Exercise passage
========================================

Then when they were gone. I made brownies. We ate them all over the weekend. And you know what? I don't want any more chocolate.

I can have it whenever I want it. I can. And I will.

Oh, and I weighed myself this morning.

135.

Wednesday, October 7, 2009

Monkeying around with food



Today I was visiting with my friend Sonya and, as women do, we got around to discussing our eating habits and weight loss. Naturally, since we are also parents, this discussion morphed into our theories on how to teach our kids about food.

We both have a fondness for starchy and cheese laden foods, as well as sugar. Knowing that too much of these kinds of foods are not good for us, we have already begun to come up with ideas on how to thwart bad eating habits in our children.

It seems like with food, everyone knows what they don't want. For instance, Sonya and I agree that we don't want our children to attach emotional rewards to certain foods, as we do.

We know that we don't want our children to overeat or to eat things that will give them long-lasting health problems like high blood pressure or heart disease.

But the conversation got me to thinking.

What do I WANT for Annika. Not just what do I not want, but how to I want her to view food?

And just what is the best way to go about helping her learn the best way to view food?

Personally, I seesaw between being puritanical about food and binging. I don't like cooking and I lack the creative sense for making it look good. Therefore, I will eat whatever is put in front of me as long as I can stomach it and I am hungry.

My ex-husband, who was in the Air Force, used to tease me about my laziness in the kitchen. He once told some friends that if I was stranded and I had all the makings for a three-course meal, but I had to cook it, and my other option was an MRE (acronym stands for meal-ready-to-eat, those freeze dried camping thingies, also used for military) that I would choose the MRE. He was right. At the time anyway. I think now I'd take a stab at the cooking.

BUT, I also have certain go-to foods when I am depressed, anxious, bored, lazy, lethargic.... You get the point.

Food can be emotional for me. It seems that it is for a lot of people. Maybe everyone? I don't know about that. But I'd like to think that food doesn't have to be overly emotional. I guess that is what I want for Annika.

========================================

Recorded data

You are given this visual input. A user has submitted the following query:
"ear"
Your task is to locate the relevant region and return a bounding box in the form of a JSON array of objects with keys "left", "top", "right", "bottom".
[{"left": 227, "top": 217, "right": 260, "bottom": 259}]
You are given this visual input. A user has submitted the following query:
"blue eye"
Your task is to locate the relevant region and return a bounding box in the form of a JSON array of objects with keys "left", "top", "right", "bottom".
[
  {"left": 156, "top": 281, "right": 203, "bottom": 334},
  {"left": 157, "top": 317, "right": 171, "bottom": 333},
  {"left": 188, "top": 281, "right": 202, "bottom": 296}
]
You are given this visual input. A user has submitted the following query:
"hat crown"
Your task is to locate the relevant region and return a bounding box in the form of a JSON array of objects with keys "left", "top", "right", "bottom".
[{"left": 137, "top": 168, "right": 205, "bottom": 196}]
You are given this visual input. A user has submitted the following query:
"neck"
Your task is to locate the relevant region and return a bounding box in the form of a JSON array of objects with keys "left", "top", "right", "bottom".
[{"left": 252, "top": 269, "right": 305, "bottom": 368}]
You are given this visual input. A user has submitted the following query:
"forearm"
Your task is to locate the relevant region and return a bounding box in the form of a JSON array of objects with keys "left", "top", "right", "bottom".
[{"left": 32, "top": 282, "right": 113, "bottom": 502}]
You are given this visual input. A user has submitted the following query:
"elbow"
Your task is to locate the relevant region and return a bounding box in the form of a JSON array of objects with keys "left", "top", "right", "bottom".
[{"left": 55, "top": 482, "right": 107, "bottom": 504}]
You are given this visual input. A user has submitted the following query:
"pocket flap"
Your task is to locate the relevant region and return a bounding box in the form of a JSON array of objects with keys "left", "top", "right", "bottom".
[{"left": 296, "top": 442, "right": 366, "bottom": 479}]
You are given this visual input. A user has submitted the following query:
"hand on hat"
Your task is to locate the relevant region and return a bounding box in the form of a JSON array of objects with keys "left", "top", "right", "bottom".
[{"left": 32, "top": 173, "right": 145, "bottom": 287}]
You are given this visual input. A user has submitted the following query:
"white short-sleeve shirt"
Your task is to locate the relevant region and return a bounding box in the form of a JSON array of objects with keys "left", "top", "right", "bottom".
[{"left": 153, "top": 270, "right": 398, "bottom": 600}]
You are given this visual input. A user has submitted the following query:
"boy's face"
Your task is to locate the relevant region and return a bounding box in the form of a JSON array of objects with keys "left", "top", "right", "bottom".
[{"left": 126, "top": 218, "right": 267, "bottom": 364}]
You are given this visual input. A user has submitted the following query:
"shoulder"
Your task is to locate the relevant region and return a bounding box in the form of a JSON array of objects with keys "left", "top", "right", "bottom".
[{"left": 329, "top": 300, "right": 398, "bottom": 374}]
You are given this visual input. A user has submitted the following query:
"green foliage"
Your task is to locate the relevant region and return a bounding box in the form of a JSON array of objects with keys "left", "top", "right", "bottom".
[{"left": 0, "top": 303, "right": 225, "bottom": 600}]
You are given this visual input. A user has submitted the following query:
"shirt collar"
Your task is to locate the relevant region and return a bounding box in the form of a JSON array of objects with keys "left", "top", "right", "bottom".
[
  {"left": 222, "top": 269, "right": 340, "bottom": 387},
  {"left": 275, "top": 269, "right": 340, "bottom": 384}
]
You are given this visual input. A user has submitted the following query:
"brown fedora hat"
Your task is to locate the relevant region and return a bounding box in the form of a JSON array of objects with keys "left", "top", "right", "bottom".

========================================

What the task requires
Shorten the paragraph in the food blog post that begins "My ex-husband, who was in the Air Force," keeping its main facts.

Result
My ex-husband, who was in the Air Force, teased me about my laziness in the kitchen. He once told friends that if I were stranded and had to choose between cooking a three-course meal and eating an MRE (meal-ready-to-eat, a freeze-dried camping and military meal), I would pick the MRE. He was right at the time, but now I think I'd try cooking.